## START Information supplied

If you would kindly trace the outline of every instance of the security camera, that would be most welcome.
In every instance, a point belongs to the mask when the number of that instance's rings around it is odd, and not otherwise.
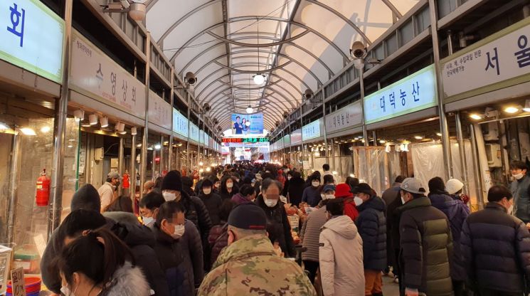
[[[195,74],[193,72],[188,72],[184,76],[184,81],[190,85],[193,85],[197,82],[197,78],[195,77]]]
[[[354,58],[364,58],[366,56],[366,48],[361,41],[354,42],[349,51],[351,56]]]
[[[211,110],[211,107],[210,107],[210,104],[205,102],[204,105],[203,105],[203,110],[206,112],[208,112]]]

## END Information supplied
## START Information supplied

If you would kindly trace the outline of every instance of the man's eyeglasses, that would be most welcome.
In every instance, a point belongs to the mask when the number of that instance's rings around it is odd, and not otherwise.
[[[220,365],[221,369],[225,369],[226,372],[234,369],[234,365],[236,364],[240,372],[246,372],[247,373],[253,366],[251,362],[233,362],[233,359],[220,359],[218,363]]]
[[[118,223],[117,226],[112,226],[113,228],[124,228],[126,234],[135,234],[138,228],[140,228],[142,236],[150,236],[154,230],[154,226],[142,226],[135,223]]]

## END Information supplied
## START Information supplied

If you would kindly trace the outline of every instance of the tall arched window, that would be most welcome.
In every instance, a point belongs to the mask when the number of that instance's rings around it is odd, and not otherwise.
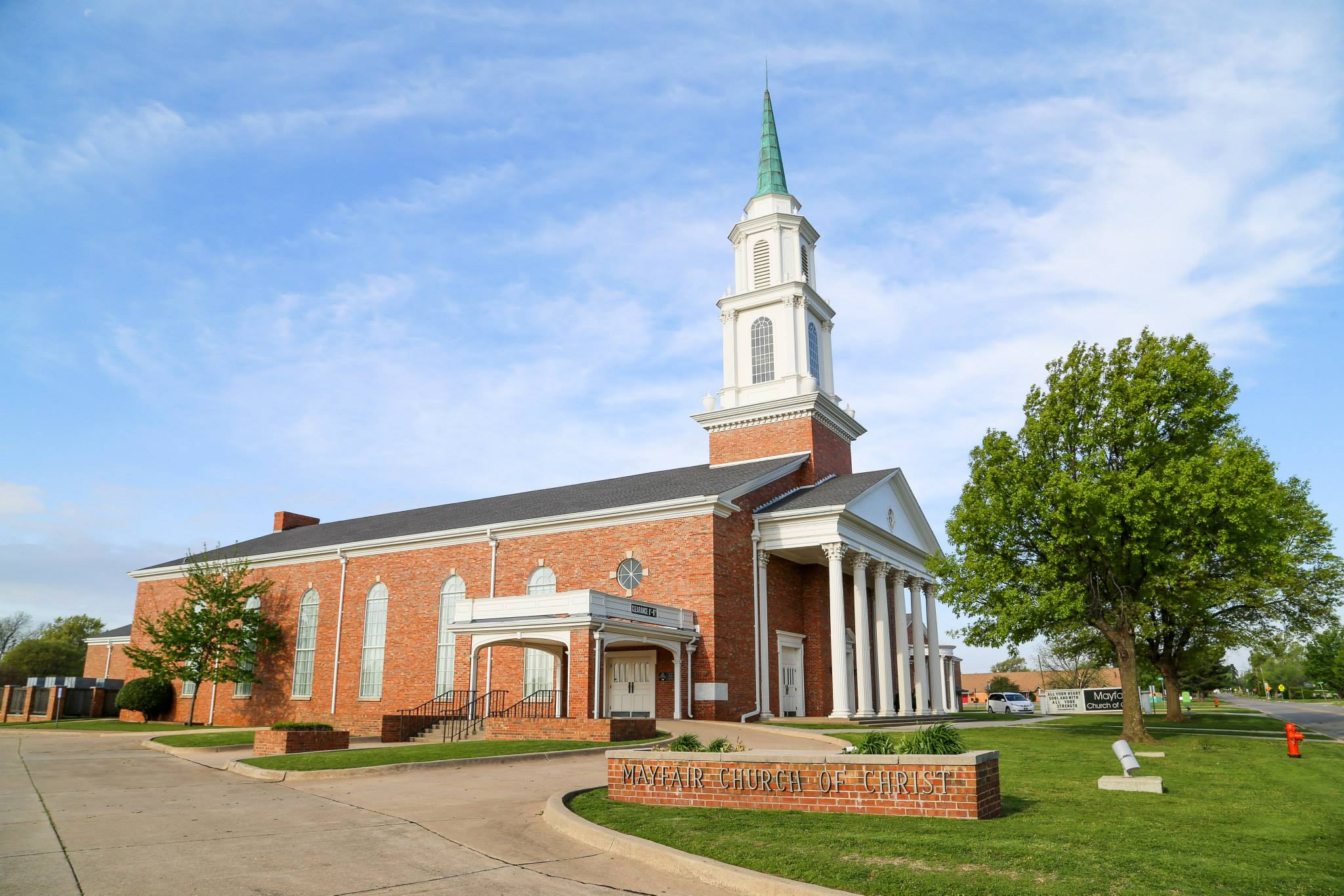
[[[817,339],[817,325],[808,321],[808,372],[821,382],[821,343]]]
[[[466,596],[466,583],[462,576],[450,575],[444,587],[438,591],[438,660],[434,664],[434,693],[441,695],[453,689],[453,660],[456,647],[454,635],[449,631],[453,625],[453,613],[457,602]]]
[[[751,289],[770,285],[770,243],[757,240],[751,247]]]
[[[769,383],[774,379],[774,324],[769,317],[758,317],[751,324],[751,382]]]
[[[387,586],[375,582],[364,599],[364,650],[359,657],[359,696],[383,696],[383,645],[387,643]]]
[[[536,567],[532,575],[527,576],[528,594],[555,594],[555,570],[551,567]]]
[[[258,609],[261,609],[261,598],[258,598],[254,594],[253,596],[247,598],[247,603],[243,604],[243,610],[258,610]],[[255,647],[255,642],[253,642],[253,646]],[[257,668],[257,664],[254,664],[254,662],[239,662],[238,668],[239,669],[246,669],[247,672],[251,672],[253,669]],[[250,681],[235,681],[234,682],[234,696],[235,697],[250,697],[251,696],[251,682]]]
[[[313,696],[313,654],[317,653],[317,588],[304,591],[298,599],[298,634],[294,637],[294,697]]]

## END Information supplied

** Request **
How many lines of the items above contain "welcome", matching case? Give only the number.

** Result of the task **
3